DATA EXCERPTS:

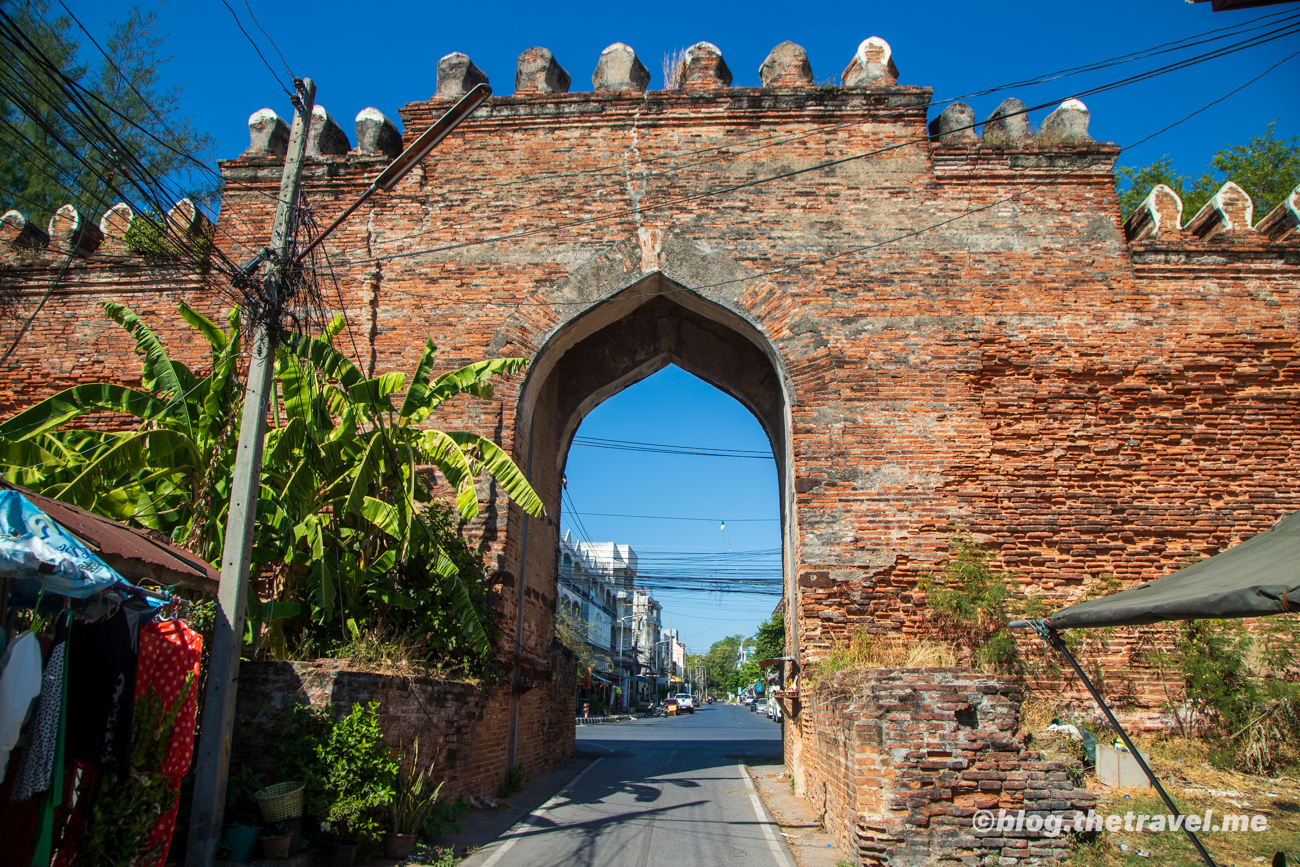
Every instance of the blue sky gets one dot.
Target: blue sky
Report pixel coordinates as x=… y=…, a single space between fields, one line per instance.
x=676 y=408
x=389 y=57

...

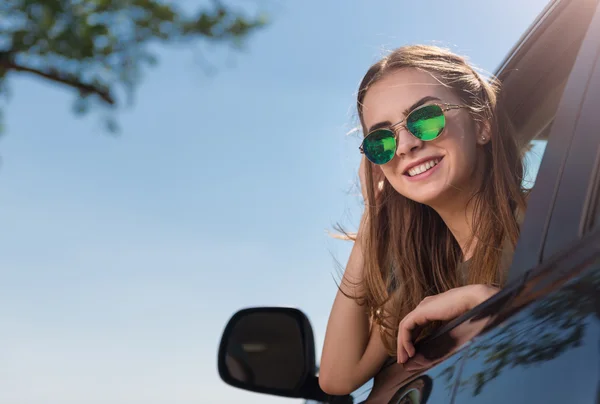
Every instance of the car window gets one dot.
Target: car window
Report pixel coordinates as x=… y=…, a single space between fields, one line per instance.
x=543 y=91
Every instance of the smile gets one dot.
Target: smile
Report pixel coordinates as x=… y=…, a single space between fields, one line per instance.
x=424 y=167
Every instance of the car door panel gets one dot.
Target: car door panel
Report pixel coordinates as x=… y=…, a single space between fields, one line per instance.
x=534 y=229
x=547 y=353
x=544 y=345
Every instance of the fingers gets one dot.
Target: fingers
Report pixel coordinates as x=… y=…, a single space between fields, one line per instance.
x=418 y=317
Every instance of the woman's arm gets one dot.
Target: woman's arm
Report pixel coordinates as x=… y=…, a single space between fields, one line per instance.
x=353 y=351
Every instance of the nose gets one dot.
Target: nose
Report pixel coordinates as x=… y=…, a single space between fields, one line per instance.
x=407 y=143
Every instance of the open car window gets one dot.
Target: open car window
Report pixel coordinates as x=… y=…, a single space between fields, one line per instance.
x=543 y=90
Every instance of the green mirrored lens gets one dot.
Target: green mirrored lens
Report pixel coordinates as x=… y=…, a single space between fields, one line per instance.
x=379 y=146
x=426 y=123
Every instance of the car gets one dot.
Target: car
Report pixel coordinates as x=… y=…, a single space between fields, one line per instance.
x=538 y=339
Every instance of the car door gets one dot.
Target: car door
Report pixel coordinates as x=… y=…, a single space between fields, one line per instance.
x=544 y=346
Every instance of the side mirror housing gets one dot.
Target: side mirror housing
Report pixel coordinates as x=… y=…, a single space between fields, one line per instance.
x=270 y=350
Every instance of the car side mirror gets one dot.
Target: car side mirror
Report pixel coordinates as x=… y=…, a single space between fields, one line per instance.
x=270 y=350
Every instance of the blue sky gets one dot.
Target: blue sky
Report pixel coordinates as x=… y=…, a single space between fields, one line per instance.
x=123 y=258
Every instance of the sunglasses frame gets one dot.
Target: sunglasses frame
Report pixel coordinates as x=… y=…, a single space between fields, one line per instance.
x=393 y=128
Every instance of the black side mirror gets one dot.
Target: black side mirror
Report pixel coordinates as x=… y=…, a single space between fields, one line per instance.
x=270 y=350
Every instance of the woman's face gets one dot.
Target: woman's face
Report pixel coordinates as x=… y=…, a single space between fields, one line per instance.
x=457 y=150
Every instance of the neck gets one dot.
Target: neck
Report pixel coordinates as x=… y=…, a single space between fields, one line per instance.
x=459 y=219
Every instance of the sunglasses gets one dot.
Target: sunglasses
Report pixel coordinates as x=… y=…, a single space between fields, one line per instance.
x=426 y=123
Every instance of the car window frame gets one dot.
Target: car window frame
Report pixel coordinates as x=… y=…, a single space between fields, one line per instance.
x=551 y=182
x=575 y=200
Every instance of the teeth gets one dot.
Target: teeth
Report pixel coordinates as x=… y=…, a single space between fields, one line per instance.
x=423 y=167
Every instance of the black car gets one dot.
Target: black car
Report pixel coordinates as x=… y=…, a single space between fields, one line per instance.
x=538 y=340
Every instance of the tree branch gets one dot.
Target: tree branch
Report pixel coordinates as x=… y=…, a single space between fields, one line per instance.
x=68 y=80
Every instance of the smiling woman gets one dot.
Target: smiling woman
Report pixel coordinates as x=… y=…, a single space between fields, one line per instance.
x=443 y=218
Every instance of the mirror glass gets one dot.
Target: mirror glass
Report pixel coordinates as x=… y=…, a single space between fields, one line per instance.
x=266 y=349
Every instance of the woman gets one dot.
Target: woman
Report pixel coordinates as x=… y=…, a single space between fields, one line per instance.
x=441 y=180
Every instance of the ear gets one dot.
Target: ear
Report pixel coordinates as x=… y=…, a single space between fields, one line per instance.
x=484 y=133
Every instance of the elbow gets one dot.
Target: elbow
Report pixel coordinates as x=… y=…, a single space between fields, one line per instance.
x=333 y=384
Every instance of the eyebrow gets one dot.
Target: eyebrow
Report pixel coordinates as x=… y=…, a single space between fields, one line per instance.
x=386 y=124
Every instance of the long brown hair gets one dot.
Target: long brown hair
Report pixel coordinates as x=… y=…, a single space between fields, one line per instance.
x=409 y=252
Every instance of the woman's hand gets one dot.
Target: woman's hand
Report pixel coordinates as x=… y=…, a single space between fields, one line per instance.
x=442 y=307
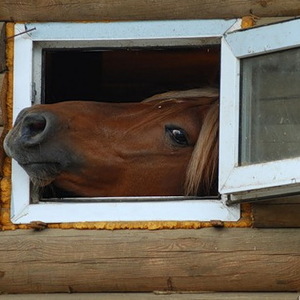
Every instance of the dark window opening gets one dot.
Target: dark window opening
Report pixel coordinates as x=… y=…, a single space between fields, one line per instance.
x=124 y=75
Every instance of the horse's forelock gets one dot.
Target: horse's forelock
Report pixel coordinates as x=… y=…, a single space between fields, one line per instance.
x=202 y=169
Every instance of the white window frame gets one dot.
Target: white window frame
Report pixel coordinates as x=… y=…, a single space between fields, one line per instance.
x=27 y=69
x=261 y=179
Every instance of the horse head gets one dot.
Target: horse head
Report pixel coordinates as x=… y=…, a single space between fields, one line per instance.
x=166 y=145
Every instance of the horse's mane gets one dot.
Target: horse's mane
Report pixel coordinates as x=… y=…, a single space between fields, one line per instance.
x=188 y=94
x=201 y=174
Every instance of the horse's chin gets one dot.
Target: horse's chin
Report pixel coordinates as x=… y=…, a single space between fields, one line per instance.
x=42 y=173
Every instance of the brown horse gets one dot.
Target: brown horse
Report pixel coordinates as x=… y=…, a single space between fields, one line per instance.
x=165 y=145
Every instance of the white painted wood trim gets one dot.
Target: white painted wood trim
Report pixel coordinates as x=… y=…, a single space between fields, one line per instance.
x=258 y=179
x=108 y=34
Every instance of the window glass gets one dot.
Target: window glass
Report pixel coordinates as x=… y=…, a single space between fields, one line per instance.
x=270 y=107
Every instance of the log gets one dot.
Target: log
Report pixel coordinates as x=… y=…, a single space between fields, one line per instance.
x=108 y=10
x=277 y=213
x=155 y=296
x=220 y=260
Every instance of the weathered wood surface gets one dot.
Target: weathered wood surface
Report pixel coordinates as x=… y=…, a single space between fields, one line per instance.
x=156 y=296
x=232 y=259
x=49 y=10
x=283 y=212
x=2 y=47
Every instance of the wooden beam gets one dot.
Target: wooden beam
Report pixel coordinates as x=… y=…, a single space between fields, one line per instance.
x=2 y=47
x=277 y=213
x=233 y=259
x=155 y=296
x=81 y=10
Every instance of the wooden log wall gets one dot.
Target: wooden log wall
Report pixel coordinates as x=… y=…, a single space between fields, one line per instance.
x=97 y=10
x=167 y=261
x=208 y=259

--

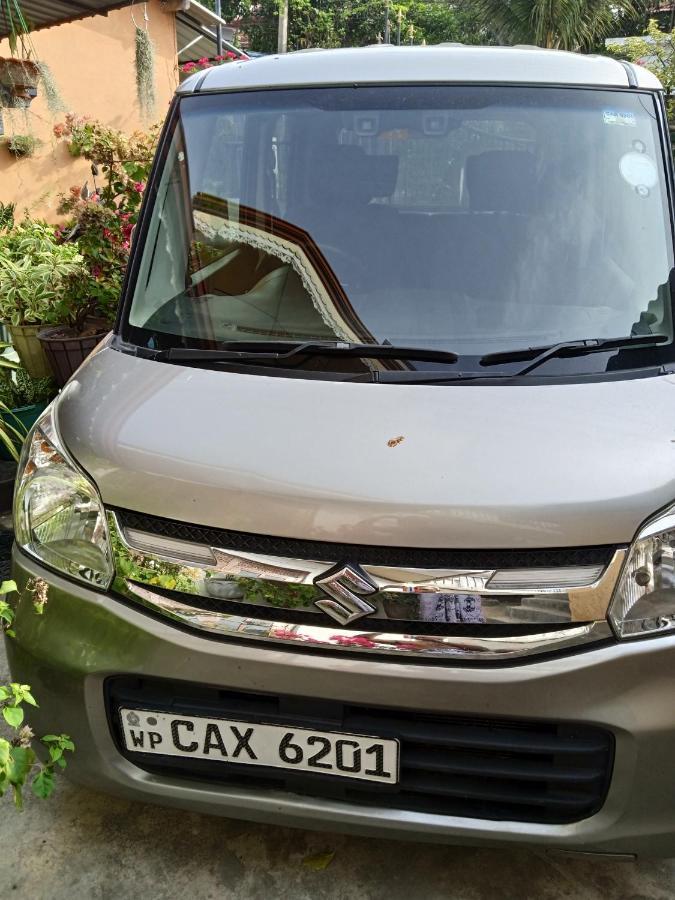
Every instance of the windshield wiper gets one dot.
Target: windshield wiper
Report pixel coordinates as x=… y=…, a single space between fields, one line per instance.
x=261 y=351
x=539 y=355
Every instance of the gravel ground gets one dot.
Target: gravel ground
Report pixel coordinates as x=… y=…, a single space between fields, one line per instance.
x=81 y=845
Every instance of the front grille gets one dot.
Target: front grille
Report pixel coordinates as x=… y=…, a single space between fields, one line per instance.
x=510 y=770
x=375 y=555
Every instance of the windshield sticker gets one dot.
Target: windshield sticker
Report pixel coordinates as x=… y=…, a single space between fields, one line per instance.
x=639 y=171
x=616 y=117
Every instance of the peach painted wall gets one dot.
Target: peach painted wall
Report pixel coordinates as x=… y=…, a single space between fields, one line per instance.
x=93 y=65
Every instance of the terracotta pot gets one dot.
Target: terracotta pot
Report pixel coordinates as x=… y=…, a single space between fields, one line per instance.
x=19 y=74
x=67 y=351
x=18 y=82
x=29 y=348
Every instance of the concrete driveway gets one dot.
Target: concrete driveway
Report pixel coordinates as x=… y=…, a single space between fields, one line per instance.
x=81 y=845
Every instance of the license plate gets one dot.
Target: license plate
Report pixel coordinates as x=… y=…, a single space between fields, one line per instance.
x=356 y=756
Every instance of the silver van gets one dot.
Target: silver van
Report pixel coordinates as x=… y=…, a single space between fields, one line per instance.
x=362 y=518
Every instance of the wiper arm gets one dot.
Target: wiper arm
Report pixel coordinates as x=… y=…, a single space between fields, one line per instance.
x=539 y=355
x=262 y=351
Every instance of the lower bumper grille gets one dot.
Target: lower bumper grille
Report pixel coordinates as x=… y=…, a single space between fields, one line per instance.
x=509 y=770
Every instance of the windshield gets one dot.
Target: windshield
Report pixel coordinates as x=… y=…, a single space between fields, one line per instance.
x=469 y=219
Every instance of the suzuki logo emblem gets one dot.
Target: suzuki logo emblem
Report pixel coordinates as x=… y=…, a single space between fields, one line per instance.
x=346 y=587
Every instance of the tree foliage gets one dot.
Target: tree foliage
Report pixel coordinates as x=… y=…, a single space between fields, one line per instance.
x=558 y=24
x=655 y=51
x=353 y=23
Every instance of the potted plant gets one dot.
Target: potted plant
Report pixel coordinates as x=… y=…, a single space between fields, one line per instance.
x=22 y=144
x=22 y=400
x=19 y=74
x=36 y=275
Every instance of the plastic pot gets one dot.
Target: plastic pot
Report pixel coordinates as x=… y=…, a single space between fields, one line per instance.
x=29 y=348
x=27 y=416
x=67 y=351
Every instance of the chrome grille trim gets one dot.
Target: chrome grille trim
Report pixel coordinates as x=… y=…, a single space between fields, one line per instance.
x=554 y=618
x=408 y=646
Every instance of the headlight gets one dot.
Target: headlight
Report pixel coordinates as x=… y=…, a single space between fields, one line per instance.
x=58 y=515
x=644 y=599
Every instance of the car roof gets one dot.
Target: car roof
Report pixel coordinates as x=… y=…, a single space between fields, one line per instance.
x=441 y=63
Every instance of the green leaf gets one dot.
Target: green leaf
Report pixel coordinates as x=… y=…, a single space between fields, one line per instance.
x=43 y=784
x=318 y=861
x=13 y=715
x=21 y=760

STATED PROBLEM: Retype the rows above between the line holding "Every instance of the eyebrow gets one dot." and the line holding "x=165 y=145", both included, and leave out the pictures.

TASK SOLUTION:
Every instance of the eyebrow gets one dot.
Target: eyebrow
Report pixel coordinates as x=… y=…, a single space between fields, one line per instance.
x=386 y=124
Every instance of the long brown hair gets one dot.
Target: long brown hair
Report pixel coordinates as x=… y=…, a single space between fields, one line per instance.
x=409 y=252
Every instance of the woman's hand gets one dot.
Target: woman's hand
Report pixel coordinates as x=… y=…, a single space between fields, one line per instance.
x=442 y=307
Every instance of the dark window opening gets one dot.
Target: dark window opening
Report pixel coordinates as x=… y=…, a single space between fields, one line per instance.
x=124 y=75
Every instance of the horse's forelock gets one dot.
Target: horse's forelock
Report pixel coordinates as x=… y=…, a single space between fields, one line per instance.
x=202 y=169
Every instance of the white window frame gets one dot.
Target: white window frame
Report pixel coordinates as x=… y=…, a single space between fields, one line per instance.
x=27 y=69
x=261 y=179
Every instance of the horse head gets one dot.
Target: horse head
Report pixel coordinates as x=… y=…, a single space between fields, one line per instance.
x=166 y=145
Every instance of the horse's mane gets one dot.
Target: horse's mane
Report pixel coordinates as x=… y=…, a single space between fields, one line per instance.
x=188 y=94
x=201 y=174
Every instance of the horse's chin gets one dot.
Target: horse's chin
Report pixel coordinates as x=… y=…, a single space between fields, one line per instance.
x=42 y=173
Every instance of the brown horse gets one dot.
Target: brown horse
Report pixel coordinates as x=… y=…, a single space between fields, one line per instance.
x=165 y=145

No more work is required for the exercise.